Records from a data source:
=====

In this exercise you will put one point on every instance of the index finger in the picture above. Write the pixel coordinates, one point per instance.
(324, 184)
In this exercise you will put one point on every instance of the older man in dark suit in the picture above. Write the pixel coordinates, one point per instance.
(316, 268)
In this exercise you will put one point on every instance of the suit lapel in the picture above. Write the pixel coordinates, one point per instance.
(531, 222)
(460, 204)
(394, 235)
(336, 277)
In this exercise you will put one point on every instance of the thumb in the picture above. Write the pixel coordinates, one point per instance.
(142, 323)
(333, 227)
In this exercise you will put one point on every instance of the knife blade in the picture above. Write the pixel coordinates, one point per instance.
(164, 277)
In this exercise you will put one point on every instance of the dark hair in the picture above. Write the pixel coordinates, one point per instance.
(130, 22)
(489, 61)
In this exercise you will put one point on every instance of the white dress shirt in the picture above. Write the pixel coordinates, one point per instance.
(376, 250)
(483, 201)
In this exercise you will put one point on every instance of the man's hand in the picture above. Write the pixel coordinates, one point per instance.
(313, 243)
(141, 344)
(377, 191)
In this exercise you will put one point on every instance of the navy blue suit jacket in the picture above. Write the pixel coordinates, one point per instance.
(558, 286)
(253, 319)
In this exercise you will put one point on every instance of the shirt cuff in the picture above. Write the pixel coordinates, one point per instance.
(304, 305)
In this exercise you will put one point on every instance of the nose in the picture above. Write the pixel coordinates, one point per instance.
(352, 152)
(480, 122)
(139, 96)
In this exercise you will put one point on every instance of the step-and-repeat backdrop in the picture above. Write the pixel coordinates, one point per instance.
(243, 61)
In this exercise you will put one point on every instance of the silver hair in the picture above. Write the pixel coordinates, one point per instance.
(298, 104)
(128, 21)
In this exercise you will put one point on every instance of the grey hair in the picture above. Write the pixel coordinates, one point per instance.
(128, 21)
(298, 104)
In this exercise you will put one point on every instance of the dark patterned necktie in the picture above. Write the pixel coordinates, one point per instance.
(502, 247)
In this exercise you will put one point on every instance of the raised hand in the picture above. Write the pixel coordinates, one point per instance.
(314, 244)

=====

▸ **TASK TO COMPLETE**:
Please copy out all of the material above, substituting "x and y positions" for every occurrence of "pixel coordinates" and leaving the rest untouched.

▸ **EXERCISE SOLUTION**:
In this exercise you will put one point on every instance of the index finger in the picture above. Write the x and y positions, one point per instance.
(324, 184)
In this exercise you will put one point on every instance of the older man in dark suit in the picture above. Write the x and y positions, one point per instance.
(316, 268)
In this exercise you will put one point on every instance of the suit lapel in the picture above. Write the x and y positions, one point per instance.
(531, 222)
(460, 204)
(394, 235)
(336, 277)
In this exercise you will put one point on every instance of the thumb in the picture above. Write the x and y positions, one point per instance.
(142, 323)
(333, 227)
In this exercise you will put one point on every instance of the knife blade in the picture above. Write the x and y positions, one point per instance.
(164, 277)
In this exercise you will put one point on every instance of the dark hair in the picture above. Write the x and y positions, one point per instance.
(130, 22)
(489, 61)
In this exercise you will put one point on every instance of the white dress shirt in the picture above. Write the x and y positions, one point per instance.
(376, 250)
(483, 201)
In this exercise you will put one point on every instance of the man's hand in the picture above. Write the x and y positions, one point per instance.
(313, 243)
(141, 344)
(377, 191)
In this exercise you will put one point on every instance of the navy blue suit jacket in the picture above. Write the x and y positions, one point per instance.
(558, 286)
(253, 319)
In this exercise you will put one point on every instance of the shirt cuff in the picture above. Write the x and y positions, one point per instance.
(304, 305)
In this exercise you will put one point on every instance of the nose in the picture above. Write the x and y positions, one point per instance.
(352, 152)
(480, 122)
(139, 96)
In this exercise you will put one point on every instance of the step-and-repeat backdrop in the picture above. Write the x and y positions, one point per instance.
(243, 61)
In this exercise you will put one point on every instance of the silver hair in the picture above. Write the x and y positions, one point per instance.
(298, 104)
(128, 21)
In this exercise you will put one point on every instance of the grey hair in the picture above. Write the x and y positions, one point per instance.
(128, 21)
(298, 104)
In this exercise you will put one point on every instance of the dark patterned necktie in the picture above. Write the x and y positions, one point per instance.
(502, 247)
In this exercise you will put one point on every instance of the raised hand in the picture above. Write the x and y positions, one point per instance.
(314, 244)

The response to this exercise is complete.